### What you need to do
For the data below, give the number of lines that include the word "arched" and nothing else.

### Data to examine
---

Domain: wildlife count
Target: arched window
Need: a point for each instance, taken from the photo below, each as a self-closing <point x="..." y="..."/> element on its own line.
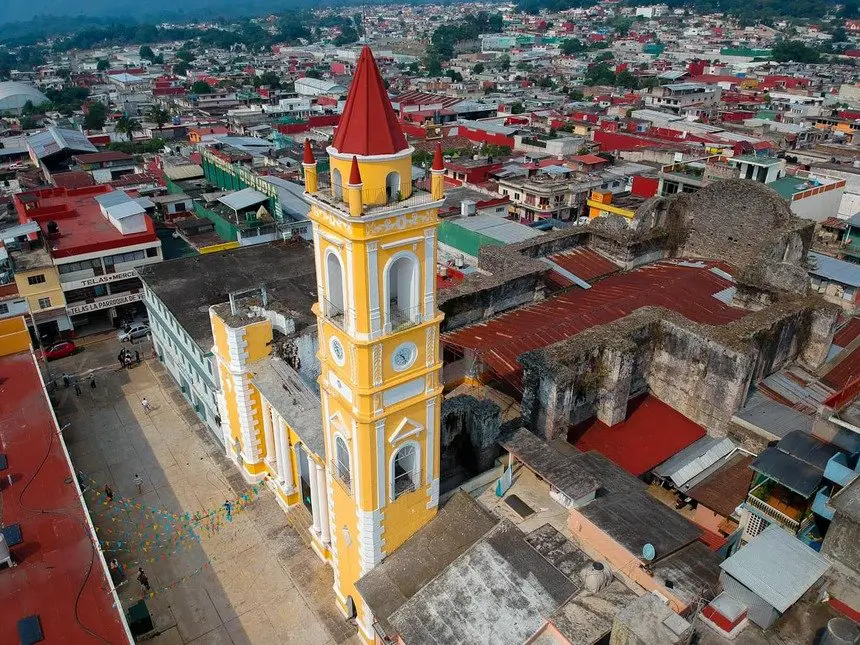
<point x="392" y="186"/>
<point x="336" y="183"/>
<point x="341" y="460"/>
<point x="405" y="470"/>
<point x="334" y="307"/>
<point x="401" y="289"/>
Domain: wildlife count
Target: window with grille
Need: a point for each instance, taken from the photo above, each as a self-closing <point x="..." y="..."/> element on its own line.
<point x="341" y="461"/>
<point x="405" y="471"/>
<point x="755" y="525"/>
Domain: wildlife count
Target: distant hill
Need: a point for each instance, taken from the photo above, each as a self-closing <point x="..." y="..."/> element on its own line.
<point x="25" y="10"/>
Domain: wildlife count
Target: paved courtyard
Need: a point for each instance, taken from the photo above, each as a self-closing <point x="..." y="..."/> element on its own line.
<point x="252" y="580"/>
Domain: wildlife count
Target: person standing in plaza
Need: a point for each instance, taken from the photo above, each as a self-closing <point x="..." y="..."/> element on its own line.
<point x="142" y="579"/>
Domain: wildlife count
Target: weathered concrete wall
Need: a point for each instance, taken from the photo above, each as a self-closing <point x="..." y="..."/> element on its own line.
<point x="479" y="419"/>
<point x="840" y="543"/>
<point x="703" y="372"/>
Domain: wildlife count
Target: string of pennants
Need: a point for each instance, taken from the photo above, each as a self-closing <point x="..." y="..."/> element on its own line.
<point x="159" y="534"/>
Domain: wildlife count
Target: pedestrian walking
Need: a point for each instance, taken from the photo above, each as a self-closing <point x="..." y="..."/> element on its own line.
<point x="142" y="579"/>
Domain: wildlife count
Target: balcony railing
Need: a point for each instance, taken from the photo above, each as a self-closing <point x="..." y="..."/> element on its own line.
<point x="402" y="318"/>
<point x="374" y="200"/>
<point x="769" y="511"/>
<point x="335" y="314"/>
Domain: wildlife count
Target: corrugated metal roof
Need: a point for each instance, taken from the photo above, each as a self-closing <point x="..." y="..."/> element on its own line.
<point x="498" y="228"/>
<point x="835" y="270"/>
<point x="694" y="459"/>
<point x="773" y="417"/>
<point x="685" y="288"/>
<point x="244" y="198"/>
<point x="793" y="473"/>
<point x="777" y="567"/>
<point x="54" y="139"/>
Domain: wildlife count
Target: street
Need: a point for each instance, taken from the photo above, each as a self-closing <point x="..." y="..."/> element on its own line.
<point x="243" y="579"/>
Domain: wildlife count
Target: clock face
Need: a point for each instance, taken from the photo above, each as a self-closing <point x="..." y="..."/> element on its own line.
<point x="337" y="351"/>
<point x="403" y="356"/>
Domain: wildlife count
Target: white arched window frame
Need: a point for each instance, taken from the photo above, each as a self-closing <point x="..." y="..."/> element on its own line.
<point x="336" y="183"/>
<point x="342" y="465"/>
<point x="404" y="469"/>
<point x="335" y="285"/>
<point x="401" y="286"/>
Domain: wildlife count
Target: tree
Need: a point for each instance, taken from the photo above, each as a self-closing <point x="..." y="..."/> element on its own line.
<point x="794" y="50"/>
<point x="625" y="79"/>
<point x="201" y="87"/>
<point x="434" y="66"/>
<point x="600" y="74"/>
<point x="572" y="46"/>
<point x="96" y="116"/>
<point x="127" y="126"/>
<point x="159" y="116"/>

---

### Answer for the task
2